───── Text excerpt ─────

By now you should be familiar with Goodhart’s Law: any measure that becomes a target ceases to become a good measure. If we pass this target on to our teams as-is, then we risk creating a perverse incentive. Team members could, hypothetically, say “good morning” to Claude each day as a box-ticking exercise, or (my favourite technique) ask Claude to recite the alphabet until their usage quota is met. The usage target tells employees to use the tool, but doesn’t show them the value upfront. Now they have to juggle both their day job and AI experimentation. You’ve added another responsibility to their role. Usage targets, adoption targets, token targets, whatever you’re calling it, they are a spectacularly bad idea.
Adoption of a new tool requires a change to “the way it has always been”. You change the culture by demonstrating the value in a new way of working1. I’d find a business objective first—a good objective would be one which has a fifty-percent chance of being met because it’s not a given. I would create a “market demand” for productive tooling: ask yourself “how can the objective be more ambitious?”. Find the bar and raise it.

───── Entries shown ─────

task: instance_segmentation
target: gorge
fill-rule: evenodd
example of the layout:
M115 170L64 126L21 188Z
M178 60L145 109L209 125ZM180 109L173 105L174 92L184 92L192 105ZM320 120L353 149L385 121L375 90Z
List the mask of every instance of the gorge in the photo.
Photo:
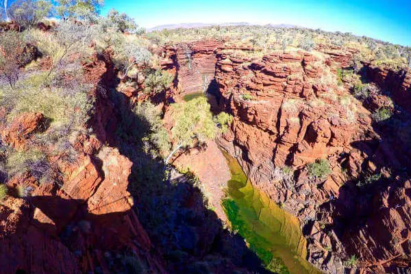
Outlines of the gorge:
M410 269L411 73L366 38L15 24L0 38L30 40L0 44L20 73L0 83L0 274ZM63 27L82 42L60 58ZM215 134L179 140L179 111Z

─────

(Requirement): In the text about usage targets, copy out the passage starting with "By now you should" and going on through "spectacularly bad idea.", swapping "perverse incentive" for "harmful incentive".

(Solution to the exercise):
By now you should be familiar with Goodhart’s Law: any measure that becomes a target ceases to become a good measure. If we pass this target on to our teams as-is, then we risk creating a harmful incentive. Team members could, hypothetically, say “good morning” to Claude each day as a box-ticking exercise, or (my favourite technique) ask Claude to recite the alphabet until their usage quota is met. The usage target tells employees to use the tool, but doesn’t show them the value upfront. Now they have to juggle both their day job and AI experimentation. You’ve added another responsibility to their role. Usage targets, adoption targets, token targets, whatever you’re calling it, they are a spectacularly bad idea.